_EXERCISE DIRECTIONS_
Extract every line of the records below that contains the word "black" and copy each one on its own line.

== == ==

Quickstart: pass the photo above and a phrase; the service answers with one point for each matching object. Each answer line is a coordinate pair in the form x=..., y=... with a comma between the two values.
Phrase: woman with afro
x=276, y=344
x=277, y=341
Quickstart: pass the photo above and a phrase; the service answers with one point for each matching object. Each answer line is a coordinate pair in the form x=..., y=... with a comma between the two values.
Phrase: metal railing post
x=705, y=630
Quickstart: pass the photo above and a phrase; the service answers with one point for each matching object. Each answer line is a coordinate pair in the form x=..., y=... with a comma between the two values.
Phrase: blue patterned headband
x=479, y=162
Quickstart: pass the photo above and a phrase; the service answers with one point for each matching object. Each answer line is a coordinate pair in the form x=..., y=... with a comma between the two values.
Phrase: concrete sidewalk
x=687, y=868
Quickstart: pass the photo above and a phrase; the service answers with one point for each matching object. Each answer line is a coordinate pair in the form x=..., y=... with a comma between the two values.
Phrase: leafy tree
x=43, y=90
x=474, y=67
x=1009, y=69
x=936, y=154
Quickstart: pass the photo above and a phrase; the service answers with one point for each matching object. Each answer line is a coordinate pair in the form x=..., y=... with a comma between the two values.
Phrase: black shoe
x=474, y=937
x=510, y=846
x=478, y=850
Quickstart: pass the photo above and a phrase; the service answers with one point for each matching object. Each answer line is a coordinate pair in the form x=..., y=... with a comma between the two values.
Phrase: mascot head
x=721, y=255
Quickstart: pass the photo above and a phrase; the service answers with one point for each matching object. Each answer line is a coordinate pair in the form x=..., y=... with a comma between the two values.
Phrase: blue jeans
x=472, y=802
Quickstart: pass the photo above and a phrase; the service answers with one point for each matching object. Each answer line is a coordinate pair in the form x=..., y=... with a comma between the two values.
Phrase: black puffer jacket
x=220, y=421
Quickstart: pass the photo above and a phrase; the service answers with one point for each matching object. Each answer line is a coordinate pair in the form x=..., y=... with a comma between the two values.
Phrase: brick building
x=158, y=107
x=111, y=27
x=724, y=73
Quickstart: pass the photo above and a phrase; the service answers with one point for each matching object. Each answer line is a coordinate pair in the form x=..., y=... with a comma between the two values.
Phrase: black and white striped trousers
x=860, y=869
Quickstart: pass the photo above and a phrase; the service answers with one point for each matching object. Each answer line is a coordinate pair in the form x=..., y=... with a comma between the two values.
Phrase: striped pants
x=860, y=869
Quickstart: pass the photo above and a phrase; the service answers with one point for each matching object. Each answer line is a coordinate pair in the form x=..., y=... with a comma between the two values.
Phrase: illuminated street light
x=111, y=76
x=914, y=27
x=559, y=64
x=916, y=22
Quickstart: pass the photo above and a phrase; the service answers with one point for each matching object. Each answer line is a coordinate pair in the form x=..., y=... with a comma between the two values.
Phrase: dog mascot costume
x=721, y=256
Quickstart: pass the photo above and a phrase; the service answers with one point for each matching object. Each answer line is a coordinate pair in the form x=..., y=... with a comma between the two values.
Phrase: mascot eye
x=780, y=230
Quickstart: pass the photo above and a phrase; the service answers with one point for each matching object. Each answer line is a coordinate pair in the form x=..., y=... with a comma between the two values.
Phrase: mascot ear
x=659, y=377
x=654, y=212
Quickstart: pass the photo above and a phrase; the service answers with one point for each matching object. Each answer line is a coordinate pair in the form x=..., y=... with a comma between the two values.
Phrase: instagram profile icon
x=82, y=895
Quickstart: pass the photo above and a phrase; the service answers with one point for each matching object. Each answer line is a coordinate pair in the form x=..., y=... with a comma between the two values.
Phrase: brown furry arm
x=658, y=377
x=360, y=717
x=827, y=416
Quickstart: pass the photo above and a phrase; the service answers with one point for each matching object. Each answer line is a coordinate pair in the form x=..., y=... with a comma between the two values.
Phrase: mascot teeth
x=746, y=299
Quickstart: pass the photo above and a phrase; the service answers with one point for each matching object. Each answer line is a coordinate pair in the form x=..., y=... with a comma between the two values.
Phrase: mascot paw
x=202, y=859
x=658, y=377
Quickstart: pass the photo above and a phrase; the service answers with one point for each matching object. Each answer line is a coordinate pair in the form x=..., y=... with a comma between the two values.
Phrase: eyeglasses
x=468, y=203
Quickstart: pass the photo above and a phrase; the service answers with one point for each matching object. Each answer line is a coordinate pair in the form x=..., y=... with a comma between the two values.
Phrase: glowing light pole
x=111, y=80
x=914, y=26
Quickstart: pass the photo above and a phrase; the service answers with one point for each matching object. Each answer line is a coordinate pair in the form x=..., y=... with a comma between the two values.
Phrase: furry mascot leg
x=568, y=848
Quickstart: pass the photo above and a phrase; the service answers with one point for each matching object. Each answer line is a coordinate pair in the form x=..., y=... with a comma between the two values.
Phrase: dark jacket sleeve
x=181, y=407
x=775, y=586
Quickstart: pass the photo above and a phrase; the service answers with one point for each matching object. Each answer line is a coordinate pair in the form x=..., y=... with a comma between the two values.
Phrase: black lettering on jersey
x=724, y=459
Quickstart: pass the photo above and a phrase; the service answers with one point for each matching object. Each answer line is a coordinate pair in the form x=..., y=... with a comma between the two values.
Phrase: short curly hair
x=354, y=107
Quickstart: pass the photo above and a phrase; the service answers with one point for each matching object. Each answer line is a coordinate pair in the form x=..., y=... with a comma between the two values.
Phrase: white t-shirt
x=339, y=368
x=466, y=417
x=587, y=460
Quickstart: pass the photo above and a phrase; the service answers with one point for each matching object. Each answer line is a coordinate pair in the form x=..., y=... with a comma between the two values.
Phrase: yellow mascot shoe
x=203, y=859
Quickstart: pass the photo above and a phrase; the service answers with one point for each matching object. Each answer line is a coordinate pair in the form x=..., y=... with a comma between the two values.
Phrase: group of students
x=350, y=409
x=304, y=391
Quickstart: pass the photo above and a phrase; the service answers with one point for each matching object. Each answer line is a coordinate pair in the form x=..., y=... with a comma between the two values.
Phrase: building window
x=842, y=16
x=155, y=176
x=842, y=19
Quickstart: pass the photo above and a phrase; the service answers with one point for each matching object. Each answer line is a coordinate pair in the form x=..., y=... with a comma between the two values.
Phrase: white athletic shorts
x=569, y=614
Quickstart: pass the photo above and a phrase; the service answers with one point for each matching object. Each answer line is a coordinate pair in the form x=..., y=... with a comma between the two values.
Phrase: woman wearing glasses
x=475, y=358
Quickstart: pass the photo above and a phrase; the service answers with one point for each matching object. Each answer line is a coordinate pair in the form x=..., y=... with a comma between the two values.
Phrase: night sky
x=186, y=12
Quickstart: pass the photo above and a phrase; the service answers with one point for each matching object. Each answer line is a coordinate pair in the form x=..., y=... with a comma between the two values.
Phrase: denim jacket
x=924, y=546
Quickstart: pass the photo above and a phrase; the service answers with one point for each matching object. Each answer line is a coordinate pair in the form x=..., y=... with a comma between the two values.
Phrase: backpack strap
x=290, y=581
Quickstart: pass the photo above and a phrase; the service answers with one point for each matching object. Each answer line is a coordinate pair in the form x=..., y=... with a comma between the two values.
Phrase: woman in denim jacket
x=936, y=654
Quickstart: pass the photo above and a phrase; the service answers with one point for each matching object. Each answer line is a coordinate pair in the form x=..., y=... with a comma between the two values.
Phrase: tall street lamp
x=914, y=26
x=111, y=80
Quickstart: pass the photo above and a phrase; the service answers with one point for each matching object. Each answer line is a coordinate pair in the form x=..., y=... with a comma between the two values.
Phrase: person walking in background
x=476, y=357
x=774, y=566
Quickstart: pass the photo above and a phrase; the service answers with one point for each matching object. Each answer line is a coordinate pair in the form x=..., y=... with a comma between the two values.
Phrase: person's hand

== == ==

_TASK SOLUTION_
Phrase: black shoe
Phrase: black puffer jacket
Phrase: black and white striped trousers
Phrase: black lettering on jersey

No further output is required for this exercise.